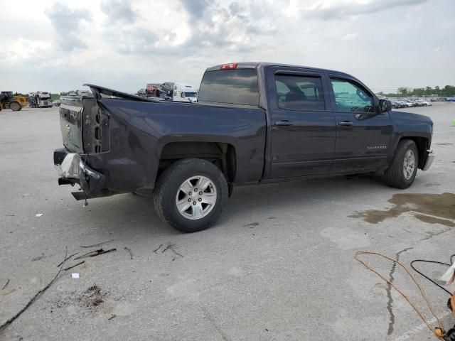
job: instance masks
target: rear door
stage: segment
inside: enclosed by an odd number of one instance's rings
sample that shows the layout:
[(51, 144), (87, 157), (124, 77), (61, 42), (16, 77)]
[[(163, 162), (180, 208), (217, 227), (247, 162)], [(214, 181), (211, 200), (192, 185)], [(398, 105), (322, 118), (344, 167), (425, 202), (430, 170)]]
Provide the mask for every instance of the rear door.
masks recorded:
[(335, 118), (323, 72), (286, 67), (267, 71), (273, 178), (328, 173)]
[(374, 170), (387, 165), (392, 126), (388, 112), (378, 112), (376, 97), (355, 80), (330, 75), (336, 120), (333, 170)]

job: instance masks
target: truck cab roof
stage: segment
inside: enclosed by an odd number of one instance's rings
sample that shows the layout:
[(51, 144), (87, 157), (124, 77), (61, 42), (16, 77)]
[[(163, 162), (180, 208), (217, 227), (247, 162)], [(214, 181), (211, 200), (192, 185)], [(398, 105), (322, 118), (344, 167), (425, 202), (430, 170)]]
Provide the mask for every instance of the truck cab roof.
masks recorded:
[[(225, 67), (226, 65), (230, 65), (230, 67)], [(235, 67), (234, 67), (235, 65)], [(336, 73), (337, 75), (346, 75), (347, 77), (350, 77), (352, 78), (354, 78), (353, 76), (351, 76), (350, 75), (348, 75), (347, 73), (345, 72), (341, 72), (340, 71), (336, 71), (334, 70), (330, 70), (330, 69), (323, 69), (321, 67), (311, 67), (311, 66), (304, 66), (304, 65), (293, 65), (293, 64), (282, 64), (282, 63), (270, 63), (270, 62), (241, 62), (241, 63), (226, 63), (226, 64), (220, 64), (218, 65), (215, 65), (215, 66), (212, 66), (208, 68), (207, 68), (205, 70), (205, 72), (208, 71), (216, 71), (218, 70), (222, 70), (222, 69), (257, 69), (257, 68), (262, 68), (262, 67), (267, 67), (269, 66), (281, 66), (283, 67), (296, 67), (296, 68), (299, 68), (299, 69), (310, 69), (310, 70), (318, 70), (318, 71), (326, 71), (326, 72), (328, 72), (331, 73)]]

+===+

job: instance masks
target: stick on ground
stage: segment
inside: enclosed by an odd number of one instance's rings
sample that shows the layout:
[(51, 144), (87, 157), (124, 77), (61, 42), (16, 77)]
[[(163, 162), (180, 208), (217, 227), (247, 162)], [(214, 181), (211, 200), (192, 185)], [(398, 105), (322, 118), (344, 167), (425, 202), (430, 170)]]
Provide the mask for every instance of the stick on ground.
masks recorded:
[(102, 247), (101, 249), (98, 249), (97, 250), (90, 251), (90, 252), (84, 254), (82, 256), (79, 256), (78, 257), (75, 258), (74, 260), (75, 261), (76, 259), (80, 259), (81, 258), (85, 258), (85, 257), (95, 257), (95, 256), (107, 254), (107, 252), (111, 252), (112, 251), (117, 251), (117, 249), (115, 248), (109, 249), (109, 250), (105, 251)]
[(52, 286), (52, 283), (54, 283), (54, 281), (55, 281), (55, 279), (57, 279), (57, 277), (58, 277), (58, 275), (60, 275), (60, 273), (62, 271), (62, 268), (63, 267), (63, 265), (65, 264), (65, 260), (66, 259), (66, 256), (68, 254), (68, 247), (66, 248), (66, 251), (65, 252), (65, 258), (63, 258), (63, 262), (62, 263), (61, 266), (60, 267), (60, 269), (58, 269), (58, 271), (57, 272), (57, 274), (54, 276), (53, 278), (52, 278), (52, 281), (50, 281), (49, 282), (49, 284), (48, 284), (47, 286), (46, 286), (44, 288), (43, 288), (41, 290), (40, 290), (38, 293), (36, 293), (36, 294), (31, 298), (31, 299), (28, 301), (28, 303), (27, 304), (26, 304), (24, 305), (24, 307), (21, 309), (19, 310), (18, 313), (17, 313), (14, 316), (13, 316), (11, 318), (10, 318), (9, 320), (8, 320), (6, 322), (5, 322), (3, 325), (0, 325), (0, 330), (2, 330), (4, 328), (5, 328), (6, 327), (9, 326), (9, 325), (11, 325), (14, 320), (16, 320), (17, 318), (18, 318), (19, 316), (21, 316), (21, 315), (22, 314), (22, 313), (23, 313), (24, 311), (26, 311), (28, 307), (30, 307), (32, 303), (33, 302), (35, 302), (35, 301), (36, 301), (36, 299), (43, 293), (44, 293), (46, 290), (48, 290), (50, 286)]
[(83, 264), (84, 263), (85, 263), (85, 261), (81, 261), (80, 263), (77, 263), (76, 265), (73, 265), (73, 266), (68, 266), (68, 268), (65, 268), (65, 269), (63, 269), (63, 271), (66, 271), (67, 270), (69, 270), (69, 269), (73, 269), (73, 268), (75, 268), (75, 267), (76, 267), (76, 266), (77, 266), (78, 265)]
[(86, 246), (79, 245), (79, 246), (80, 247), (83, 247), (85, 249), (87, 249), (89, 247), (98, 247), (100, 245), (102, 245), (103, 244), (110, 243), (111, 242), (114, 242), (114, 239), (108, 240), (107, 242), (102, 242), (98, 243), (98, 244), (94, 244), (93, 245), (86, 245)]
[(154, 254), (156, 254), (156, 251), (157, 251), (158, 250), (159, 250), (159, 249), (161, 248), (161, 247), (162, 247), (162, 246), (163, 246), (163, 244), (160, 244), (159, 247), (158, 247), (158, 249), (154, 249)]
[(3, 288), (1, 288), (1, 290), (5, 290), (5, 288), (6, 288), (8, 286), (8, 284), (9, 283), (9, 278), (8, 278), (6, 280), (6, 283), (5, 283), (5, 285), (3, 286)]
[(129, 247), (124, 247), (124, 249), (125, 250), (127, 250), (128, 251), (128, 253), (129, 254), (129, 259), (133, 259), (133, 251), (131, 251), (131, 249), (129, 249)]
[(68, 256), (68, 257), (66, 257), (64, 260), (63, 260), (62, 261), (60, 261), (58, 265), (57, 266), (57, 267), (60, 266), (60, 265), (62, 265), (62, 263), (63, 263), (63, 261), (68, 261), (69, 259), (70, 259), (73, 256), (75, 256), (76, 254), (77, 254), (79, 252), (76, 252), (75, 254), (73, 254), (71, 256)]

+===+

**Requirements**
Pull out every line in the entries above that contains the word "target", treating uppercase and lowercase as different.

**Output of the exercise**
target: rear door
target: truck cab roof
target: stick on ground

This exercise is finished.